What you need to do » Please give the data again in full, exactly as provided.

Given records »
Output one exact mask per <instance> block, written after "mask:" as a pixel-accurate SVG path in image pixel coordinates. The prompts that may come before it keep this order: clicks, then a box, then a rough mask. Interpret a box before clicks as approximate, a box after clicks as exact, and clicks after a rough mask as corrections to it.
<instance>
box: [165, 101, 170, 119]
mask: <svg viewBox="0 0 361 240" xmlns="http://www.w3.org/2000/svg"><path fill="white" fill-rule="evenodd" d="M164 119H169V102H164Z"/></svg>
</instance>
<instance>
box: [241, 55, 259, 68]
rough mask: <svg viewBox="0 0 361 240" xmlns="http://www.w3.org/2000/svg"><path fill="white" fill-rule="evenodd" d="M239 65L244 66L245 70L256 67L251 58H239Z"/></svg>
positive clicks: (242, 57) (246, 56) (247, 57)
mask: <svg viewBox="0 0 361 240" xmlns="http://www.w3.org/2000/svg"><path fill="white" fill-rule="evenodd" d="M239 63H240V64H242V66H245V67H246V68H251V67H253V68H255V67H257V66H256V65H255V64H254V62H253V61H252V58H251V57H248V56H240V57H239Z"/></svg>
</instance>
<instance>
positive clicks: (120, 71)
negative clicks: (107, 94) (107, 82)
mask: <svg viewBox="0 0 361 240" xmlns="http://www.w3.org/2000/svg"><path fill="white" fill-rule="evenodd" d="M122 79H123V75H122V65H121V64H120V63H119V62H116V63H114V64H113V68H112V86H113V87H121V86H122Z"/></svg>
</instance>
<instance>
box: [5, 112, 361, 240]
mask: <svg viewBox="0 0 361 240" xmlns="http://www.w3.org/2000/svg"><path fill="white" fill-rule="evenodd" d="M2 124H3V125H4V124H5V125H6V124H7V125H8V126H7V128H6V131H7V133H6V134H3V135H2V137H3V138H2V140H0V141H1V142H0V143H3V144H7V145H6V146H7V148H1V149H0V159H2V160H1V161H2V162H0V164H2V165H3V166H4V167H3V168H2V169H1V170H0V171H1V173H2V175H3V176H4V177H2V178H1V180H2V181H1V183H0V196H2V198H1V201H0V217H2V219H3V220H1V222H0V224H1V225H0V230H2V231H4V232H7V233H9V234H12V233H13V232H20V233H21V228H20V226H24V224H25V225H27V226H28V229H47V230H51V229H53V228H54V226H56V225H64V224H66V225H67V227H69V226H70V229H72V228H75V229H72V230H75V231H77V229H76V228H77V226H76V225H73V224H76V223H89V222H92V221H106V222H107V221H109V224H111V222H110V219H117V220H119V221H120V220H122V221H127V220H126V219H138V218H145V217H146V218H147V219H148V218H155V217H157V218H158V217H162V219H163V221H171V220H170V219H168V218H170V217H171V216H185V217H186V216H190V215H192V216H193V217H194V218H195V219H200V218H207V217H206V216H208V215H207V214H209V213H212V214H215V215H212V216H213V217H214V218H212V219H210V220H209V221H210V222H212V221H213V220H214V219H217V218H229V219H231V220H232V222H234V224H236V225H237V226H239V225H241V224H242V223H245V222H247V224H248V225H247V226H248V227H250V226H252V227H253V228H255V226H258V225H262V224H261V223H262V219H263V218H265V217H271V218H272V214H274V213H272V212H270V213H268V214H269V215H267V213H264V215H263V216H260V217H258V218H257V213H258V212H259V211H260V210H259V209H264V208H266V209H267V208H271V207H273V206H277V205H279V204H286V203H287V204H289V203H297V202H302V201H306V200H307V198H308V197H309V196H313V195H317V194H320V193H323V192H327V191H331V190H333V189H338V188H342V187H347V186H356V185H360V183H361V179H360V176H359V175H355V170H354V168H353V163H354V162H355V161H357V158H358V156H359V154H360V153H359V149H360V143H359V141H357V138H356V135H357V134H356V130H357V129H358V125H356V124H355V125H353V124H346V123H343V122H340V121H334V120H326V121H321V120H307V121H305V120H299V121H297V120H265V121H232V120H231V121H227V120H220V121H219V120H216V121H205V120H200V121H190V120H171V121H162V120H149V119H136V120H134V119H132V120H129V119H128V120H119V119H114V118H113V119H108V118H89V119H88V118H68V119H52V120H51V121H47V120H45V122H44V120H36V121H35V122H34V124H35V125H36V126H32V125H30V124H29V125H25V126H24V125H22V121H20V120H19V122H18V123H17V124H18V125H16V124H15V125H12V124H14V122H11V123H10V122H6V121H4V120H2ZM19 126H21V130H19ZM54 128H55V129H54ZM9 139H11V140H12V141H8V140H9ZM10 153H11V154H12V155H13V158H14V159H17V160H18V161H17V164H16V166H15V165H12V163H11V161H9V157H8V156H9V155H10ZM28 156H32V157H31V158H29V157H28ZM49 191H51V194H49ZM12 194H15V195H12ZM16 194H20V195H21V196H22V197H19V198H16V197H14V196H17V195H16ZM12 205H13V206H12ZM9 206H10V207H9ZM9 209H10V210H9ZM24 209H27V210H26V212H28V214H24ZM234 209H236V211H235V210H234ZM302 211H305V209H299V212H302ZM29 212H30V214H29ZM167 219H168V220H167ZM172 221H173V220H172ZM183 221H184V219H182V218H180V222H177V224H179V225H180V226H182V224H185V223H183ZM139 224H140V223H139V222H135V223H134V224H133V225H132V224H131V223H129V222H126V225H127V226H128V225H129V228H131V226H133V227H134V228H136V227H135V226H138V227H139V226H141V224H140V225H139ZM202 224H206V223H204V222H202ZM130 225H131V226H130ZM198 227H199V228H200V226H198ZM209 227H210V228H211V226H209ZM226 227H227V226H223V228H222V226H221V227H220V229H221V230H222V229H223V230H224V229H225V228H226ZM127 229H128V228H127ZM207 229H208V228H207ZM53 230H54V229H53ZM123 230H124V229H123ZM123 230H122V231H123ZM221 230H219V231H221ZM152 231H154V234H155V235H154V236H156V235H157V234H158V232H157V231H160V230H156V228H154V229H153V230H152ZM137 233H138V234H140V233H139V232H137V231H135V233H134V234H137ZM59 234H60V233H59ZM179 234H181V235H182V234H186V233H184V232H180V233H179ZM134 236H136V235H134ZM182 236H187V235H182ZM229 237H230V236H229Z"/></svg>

Solution to this task »
Output one exact mask per <instance> block, written after "mask:" as a pixel-accurate SVG path in image pixel coordinates. The prompts that may come before it keep this order: clicks, then a box, then a rough mask. Interpret a box before clicks as approximate, a box after clicks as exact, and clicks after a rough mask as corrections to it.
<instance>
box: [165, 101, 170, 119]
mask: <svg viewBox="0 0 361 240" xmlns="http://www.w3.org/2000/svg"><path fill="white" fill-rule="evenodd" d="M164 119H169V102H164Z"/></svg>
</instance>
<instance>
box: [241, 55, 259, 68]
rough mask: <svg viewBox="0 0 361 240" xmlns="http://www.w3.org/2000/svg"><path fill="white" fill-rule="evenodd" d="M239 65L244 66L245 70L256 67L251 58H239Z"/></svg>
positive clicks: (242, 57) (246, 56) (247, 57)
mask: <svg viewBox="0 0 361 240" xmlns="http://www.w3.org/2000/svg"><path fill="white" fill-rule="evenodd" d="M239 63H240V64H242V66H245V67H246V68H251V67H253V68H255V67H257V66H256V65H255V64H254V62H253V61H252V58H251V57H248V56H240V57H239Z"/></svg>
</instance>
<instance>
positive clicks: (120, 71)
negative clicks: (107, 94) (107, 82)
mask: <svg viewBox="0 0 361 240" xmlns="http://www.w3.org/2000/svg"><path fill="white" fill-rule="evenodd" d="M122 79H123V75H122V65H121V64H120V63H119V62H116V63H114V64H113V68H112V86H113V87H121V86H122Z"/></svg>
</instance>
<instance>
box: [5, 112, 361, 240]
mask: <svg viewBox="0 0 361 240" xmlns="http://www.w3.org/2000/svg"><path fill="white" fill-rule="evenodd" d="M2 124H3V125H4V124H5V125H6V124H7V125H8V126H7V128H6V131H7V133H6V134H3V135H2V137H3V138H2V140H0V141H1V142H0V143H3V144H7V145H6V146H7V148H1V149H0V159H2V160H1V161H2V162H0V164H2V165H3V166H4V167H3V168H2V169H1V170H0V171H1V173H2V175H3V176H4V177H2V178H1V180H2V181H1V183H0V196H2V198H1V201H0V217H2V219H3V220H1V222H0V224H1V225H0V230H2V231H4V232H7V233H9V234H12V233H13V232H20V233H21V228H20V226H24V224H25V225H27V226H28V229H47V230H51V229H53V228H54V226H56V225H64V224H66V225H67V227H69V226H70V229H72V228H75V229H72V230H75V231H77V229H76V228H77V226H76V225H73V224H76V223H89V222H92V221H106V222H107V221H109V224H111V222H110V219H117V220H119V221H120V220H122V221H127V220H126V219H138V218H145V217H146V218H147V219H148V218H155V217H157V218H158V217H162V219H163V221H171V220H170V219H168V218H170V217H171V216H185V217H186V216H190V215H192V216H193V217H194V218H195V219H200V218H207V217H206V216H208V215H207V214H209V213H212V214H215V215H212V216H213V217H214V218H212V219H210V220H209V221H210V222H212V221H213V220H214V219H217V218H229V219H231V220H232V222H234V224H236V225H237V226H239V225H241V224H242V223H245V222H247V224H248V225H247V226H248V227H250V226H252V227H253V228H255V226H258V225H262V224H261V223H262V219H263V218H265V217H271V218H272V214H274V213H272V212H270V213H268V214H269V215H267V213H264V215H263V216H260V217H258V218H257V213H258V212H259V211H260V210H259V209H264V208H266V209H267V208H271V207H273V206H277V205H279V204H286V203H287V204H289V203H297V202H302V201H306V200H307V198H308V197H309V196H313V195H317V194H320V193H323V192H327V191H331V190H333V189H338V188H342V187H347V186H356V185H360V183H361V179H360V176H359V175H355V170H354V168H353V163H354V162H355V161H357V158H358V156H359V154H360V153H359V149H360V143H359V141H357V138H356V135H357V134H356V130H357V129H358V125H356V124H355V125H353V124H346V123H343V122H340V121H334V120H326V121H321V120H307V121H305V120H299V121H297V120H265V121H232V120H231V121H227V120H220V121H219V120H216V121H205V120H200V121H190V120H171V121H162V120H149V119H136V120H134V119H132V120H129V119H128V120H119V119H114V118H113V119H108V118H89V119H88V118H68V119H52V120H51V121H47V120H45V122H44V120H36V121H35V122H34V124H35V125H36V126H32V125H30V124H29V125H25V126H24V125H22V121H20V120H19V122H18V123H17V124H18V125H16V124H15V125H12V124H14V122H11V123H10V122H6V121H4V120H2ZM19 126H21V130H19ZM54 128H55V129H54ZM9 139H11V140H12V141H8V140H9ZM10 153H11V154H12V155H13V158H14V159H17V160H18V161H17V164H16V166H15V165H12V163H11V161H9V157H8V156H9V155H10ZM28 156H32V157H31V158H29V157H28ZM49 191H51V194H49ZM12 194H15V195H12ZM16 194H20V195H21V196H22V197H19V198H16V197H14V196H17V195H16ZM12 205H13V206H12ZM9 206H10V207H9ZM9 209H10V210H9ZM24 209H27V210H26V212H28V214H24ZM234 209H236V211H235V210H234ZM302 211H305V209H299V212H302ZM29 212H30V214H29ZM167 219H168V220H167ZM172 221H173V220H172ZM183 221H184V219H182V218H180V222H177V224H179V225H180V226H182V224H185V223H183ZM139 224H140V223H139V222H135V223H134V224H133V225H132V224H131V223H129V222H126V225H127V226H128V225H129V228H131V226H133V227H134V228H136V227H135V226H138V227H139V226H141V224H140V225H139ZM202 224H206V223H204V222H202ZM130 225H131V226H130ZM198 227H199V228H200V226H198ZM209 227H210V228H211V226H209ZM226 227H227V226H223V228H222V226H221V227H220V229H221V230H222V229H223V230H224V229H225V228H226ZM127 229H128V228H127ZM207 229H208V228H207ZM53 230H54V229H53ZM123 230H124V229H123ZM123 230H122V231H123ZM221 230H219V231H221ZM152 231H154V234H155V235H154V236H156V235H157V234H158V232H157V231H160V230H156V228H154V229H153V230H152ZM137 233H138V234H140V233H139V232H137V231H135V233H134V234H137ZM59 234H60V233H59ZM179 234H181V235H182V234H186V233H184V232H180V233H179ZM134 236H136V235H134ZM182 236H187V235H182ZM229 237H230V236H229Z"/></svg>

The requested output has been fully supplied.